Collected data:
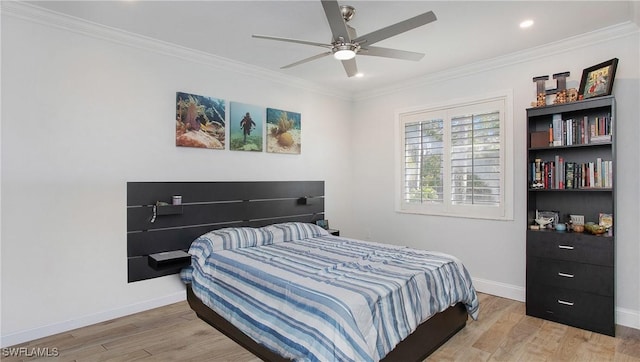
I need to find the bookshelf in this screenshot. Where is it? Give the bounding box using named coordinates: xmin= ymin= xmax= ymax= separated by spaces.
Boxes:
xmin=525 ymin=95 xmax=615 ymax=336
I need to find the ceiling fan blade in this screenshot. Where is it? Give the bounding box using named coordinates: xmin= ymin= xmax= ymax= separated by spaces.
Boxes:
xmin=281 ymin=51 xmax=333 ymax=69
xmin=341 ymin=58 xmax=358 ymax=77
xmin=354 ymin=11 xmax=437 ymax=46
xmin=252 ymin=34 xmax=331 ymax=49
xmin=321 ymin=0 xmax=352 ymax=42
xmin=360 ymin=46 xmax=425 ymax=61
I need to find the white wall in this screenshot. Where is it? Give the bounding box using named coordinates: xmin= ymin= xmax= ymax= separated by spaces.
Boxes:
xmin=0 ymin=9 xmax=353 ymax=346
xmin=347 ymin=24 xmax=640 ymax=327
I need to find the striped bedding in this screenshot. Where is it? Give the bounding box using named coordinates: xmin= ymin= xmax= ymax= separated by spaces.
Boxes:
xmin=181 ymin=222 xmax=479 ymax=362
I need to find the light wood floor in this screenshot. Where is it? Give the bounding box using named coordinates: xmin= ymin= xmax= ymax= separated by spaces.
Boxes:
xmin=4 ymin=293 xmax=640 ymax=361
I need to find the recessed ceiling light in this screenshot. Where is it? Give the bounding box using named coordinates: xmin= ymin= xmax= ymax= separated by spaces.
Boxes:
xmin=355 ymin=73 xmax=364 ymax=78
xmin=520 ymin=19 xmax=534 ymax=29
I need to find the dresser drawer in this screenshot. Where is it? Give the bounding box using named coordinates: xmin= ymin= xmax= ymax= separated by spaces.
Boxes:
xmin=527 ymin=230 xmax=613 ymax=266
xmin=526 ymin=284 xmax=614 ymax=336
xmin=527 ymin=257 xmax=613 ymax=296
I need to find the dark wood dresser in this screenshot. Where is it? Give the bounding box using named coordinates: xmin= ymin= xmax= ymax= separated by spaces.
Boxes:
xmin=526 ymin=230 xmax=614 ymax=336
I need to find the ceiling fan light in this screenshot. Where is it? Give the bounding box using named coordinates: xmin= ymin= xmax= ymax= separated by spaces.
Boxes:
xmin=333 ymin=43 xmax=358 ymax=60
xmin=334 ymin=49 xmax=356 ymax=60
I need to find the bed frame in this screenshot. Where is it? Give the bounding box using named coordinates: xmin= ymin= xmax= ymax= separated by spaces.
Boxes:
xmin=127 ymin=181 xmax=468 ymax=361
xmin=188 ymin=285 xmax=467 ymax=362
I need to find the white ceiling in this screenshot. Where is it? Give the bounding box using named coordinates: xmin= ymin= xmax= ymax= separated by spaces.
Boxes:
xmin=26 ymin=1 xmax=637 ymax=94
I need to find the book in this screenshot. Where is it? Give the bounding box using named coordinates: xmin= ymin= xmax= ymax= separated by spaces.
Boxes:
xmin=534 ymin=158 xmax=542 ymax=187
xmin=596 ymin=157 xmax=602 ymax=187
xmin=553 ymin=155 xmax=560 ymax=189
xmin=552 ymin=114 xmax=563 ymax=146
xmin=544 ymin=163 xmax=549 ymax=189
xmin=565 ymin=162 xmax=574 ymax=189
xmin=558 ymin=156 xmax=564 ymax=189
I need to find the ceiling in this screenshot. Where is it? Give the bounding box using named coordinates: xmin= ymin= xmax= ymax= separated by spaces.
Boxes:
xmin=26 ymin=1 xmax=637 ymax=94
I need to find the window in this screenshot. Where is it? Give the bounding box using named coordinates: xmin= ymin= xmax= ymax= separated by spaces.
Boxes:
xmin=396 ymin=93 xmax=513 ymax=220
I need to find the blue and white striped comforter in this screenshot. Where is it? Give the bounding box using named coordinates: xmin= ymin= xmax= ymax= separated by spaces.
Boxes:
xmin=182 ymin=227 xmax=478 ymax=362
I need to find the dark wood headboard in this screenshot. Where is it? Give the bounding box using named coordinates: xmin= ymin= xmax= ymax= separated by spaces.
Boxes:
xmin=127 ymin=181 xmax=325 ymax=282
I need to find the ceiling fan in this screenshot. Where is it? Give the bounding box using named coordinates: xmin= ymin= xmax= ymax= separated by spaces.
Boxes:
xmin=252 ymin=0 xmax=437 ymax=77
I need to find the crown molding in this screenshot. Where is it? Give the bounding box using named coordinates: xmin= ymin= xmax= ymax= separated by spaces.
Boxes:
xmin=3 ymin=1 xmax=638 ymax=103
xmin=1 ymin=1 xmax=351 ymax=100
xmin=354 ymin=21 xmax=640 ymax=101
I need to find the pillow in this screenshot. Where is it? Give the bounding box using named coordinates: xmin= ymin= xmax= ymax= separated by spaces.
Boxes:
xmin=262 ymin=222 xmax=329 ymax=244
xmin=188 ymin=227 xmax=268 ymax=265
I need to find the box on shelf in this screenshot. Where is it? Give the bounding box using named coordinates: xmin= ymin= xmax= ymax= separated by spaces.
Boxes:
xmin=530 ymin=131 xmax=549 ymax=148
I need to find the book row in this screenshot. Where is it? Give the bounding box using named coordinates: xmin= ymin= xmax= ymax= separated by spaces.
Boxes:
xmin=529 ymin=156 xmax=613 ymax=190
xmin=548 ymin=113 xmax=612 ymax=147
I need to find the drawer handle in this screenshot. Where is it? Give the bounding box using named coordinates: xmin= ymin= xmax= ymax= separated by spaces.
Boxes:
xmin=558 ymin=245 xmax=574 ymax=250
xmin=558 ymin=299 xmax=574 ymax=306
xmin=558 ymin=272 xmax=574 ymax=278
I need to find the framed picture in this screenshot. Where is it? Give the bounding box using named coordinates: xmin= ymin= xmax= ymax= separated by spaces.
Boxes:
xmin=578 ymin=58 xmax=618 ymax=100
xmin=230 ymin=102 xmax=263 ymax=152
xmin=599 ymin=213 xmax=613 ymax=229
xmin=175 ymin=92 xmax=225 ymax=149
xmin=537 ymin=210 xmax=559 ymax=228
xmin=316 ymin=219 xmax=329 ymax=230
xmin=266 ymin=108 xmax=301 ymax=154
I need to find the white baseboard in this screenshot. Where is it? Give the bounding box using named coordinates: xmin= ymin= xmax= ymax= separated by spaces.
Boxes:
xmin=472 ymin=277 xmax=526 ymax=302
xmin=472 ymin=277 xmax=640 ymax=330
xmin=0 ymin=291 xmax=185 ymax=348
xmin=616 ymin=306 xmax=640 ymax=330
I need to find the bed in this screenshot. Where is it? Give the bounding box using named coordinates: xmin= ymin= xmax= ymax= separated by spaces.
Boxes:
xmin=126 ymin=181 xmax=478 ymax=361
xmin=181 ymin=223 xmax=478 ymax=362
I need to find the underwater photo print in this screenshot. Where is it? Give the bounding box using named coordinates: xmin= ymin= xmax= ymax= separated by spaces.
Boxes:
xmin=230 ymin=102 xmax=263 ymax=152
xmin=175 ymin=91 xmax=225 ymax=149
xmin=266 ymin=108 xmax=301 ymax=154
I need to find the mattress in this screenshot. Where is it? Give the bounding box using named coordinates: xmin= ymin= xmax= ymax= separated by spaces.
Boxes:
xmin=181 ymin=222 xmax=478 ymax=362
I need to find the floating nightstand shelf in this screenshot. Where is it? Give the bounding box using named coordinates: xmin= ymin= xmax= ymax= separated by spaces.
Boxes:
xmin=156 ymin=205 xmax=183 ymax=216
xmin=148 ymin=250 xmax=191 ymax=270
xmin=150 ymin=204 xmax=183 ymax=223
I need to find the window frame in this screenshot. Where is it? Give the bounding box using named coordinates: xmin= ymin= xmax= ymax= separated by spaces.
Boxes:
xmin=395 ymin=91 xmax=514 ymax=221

Your task:
Could you repeat all of the data exactly, minus the pictures?

Answer for the task:
I need to find the bookshelf in this screenshot. Where is it? Give the bounding box using named coordinates: xmin= ymin= xmax= ymax= separated by spaces.
Boxes:
xmin=525 ymin=95 xmax=615 ymax=336
I need to find the ceiling fan blade in this screenshot. Where is it? Give the bounding box using named coordinates: xmin= ymin= xmax= ymax= separated by spaces.
Boxes:
xmin=281 ymin=51 xmax=333 ymax=69
xmin=341 ymin=58 xmax=358 ymax=77
xmin=354 ymin=11 xmax=437 ymax=46
xmin=252 ymin=34 xmax=331 ymax=49
xmin=321 ymin=0 xmax=352 ymax=42
xmin=360 ymin=46 xmax=425 ymax=61
I need to find the white wall in this screenshot. Where is it? Give the bounding box using named coordinates: xmin= ymin= xmax= ymax= separated by spaces.
Boxes:
xmin=0 ymin=9 xmax=353 ymax=346
xmin=347 ymin=24 xmax=640 ymax=327
I need to find the striped bedding in this screenshot. Where is it? Give the bounding box using named coordinates: xmin= ymin= xmax= ymax= separated by spaces.
Boxes:
xmin=181 ymin=222 xmax=479 ymax=362
I need to find the light wood floor in this screenshot. Where is it? Give the bounding box using named coordinates: xmin= ymin= xmax= ymax= separated by spaces.
Boxes:
xmin=4 ymin=293 xmax=640 ymax=361
I need to find the recessed ceiling light in this screenshot. Where is it? Give the bounding box using named coordinates: xmin= ymin= xmax= ymax= separated by spaces.
Boxes:
xmin=355 ymin=73 xmax=364 ymax=78
xmin=520 ymin=19 xmax=534 ymax=29
I need to find the dresser drawer in this screenshot. Where is it? Give the bounding box using named coordinates: xmin= ymin= xmax= ymax= separated by spaces.
Boxes:
xmin=527 ymin=230 xmax=613 ymax=266
xmin=526 ymin=284 xmax=614 ymax=336
xmin=527 ymin=257 xmax=613 ymax=296
I need to find the dark wood dresser in this screenshot. Where is it? Give the bounding box using named coordinates: xmin= ymin= xmax= ymax= separated by spaces.
Boxes:
xmin=526 ymin=230 xmax=614 ymax=336
I need to find the ceiling fan light in this screenshot. Where is it? Give the bounding box using named coordinates: xmin= ymin= xmax= ymax= separated by spaces.
Boxes:
xmin=333 ymin=43 xmax=358 ymax=60
xmin=334 ymin=49 xmax=356 ymax=60
I need to find the bed frame in this screenshot. Where is it? Give the bounding box using named coordinates: xmin= ymin= xmax= ymax= separated by spaces.
Boxes:
xmin=127 ymin=181 xmax=468 ymax=361
xmin=188 ymin=285 xmax=467 ymax=362
I need to find the white ceiling in this screenshot. Where is it? Give the bounding box using named coordinates: xmin= ymin= xmax= ymax= separated by spaces.
Boxes:
xmin=26 ymin=1 xmax=637 ymax=94
I need to find the book in this screenshot. Where is it? Give the bounding box using named coordinates: xmin= ymin= xmax= ymax= separated by spaces.
Boxes:
xmin=534 ymin=158 xmax=542 ymax=187
xmin=596 ymin=157 xmax=602 ymax=187
xmin=553 ymin=155 xmax=560 ymax=189
xmin=552 ymin=114 xmax=563 ymax=146
xmin=544 ymin=163 xmax=549 ymax=189
xmin=565 ymin=162 xmax=574 ymax=189
xmin=558 ymin=156 xmax=564 ymax=189
I need to find the ceiling in this screenshot. Where is it? Give the bounding box using named coordinates: xmin= ymin= xmax= ymax= separated by spaces.
Boxes:
xmin=26 ymin=1 xmax=637 ymax=94
I need to find the window in this screenshot. Where is it? Give the bounding box using named coordinates: xmin= ymin= xmax= ymax= separated by spaces.
Boxes:
xmin=396 ymin=93 xmax=513 ymax=220
I need to find the blue and white striped comforter in this screenshot. Where is it? Give the bounding box using named coordinates: xmin= ymin= xmax= ymax= separated by spaces.
Boxes:
xmin=182 ymin=227 xmax=478 ymax=362
I need to find the dark wood headboard in this screenshot. Where is it? Give the bounding box using named coordinates: xmin= ymin= xmax= ymax= separated by spaces.
Boxes:
xmin=127 ymin=181 xmax=325 ymax=282
I need to find the ceiling fan in this screenshot. Where is it? Give the bounding box using named coordinates: xmin= ymin= xmax= ymax= separated by spaces.
Boxes:
xmin=252 ymin=0 xmax=437 ymax=77
I need to find the crown molding in this screenshot. Where is it? Give the bounding box using named coordinates: xmin= ymin= xmax= ymax= separated by spaces.
Boxes:
xmin=3 ymin=1 xmax=638 ymax=103
xmin=1 ymin=1 xmax=351 ymax=100
xmin=354 ymin=21 xmax=640 ymax=101
I need to find the pillow in this screenshot. Where is it? Give the bounding box using named coordinates: xmin= ymin= xmax= ymax= separated by spaces.
Boxes:
xmin=262 ymin=222 xmax=329 ymax=244
xmin=188 ymin=227 xmax=268 ymax=265
I need to find the box on shelf in this screenshot. Where is it? Give the bounding box using named coordinates: xmin= ymin= xmax= ymax= separated by spaces.
Boxes:
xmin=530 ymin=131 xmax=549 ymax=148
I need to find the book row in this screenshot. Where is it? Give the bounding box using named coordinates: xmin= ymin= xmax= ymax= separated by spaces.
Boxes:
xmin=529 ymin=156 xmax=613 ymax=190
xmin=548 ymin=113 xmax=612 ymax=147
I need to find the drawer handle in this screenshot. Where is it? Give the bounding box using named coordinates: xmin= ymin= xmax= ymax= separated by spaces.
Boxes:
xmin=558 ymin=245 xmax=574 ymax=250
xmin=558 ymin=299 xmax=574 ymax=306
xmin=558 ymin=272 xmax=574 ymax=278
I need to find the framed picture in this screenshot. Where is it? Give the bounding box using named coordinates: xmin= ymin= xmax= ymax= separated by spaces.
Boxes:
xmin=578 ymin=58 xmax=618 ymax=100
xmin=230 ymin=102 xmax=263 ymax=152
xmin=599 ymin=213 xmax=613 ymax=229
xmin=175 ymin=92 xmax=225 ymax=149
xmin=537 ymin=210 xmax=559 ymax=228
xmin=316 ymin=219 xmax=329 ymax=230
xmin=266 ymin=108 xmax=301 ymax=154
I need to find the white baseboard in this screenshot. Where is it? Give the bounding box using named coordinates: xmin= ymin= xmax= ymax= separated by spaces.
Boxes:
xmin=472 ymin=277 xmax=526 ymax=302
xmin=472 ymin=277 xmax=640 ymax=330
xmin=0 ymin=291 xmax=185 ymax=348
xmin=616 ymin=306 xmax=640 ymax=330
I need to find the bed in this screenshot. Where is it? Give the bounding box using named coordinates: xmin= ymin= xmax= ymax= separated by spaces.
Boxes:
xmin=126 ymin=181 xmax=478 ymax=361
xmin=181 ymin=223 xmax=478 ymax=362
I need to find the underwater photo print in this screenshot. Where is it? Give the bounding box using named coordinates: xmin= ymin= xmax= ymax= separated by spaces.
Boxes:
xmin=230 ymin=102 xmax=263 ymax=152
xmin=175 ymin=91 xmax=225 ymax=149
xmin=266 ymin=108 xmax=301 ymax=154
I need to find the mattress in this screenshot. Where is it? Give the bounding box using named coordinates: xmin= ymin= xmax= ymax= separated by spaces.
Boxes:
xmin=181 ymin=222 xmax=478 ymax=362
I need to find the floating nightstand shelf in this screenshot. Where is it? Give the bounding box using named coordinates: xmin= ymin= xmax= ymax= separated by spaces.
Boxes:
xmin=156 ymin=205 xmax=183 ymax=216
xmin=148 ymin=250 xmax=191 ymax=270
xmin=150 ymin=204 xmax=183 ymax=223
I need to find the window frame in this screenshot. Where is it? Give the bounding box using named coordinates: xmin= ymin= xmax= ymax= separated by spaces.
Boxes:
xmin=395 ymin=91 xmax=514 ymax=221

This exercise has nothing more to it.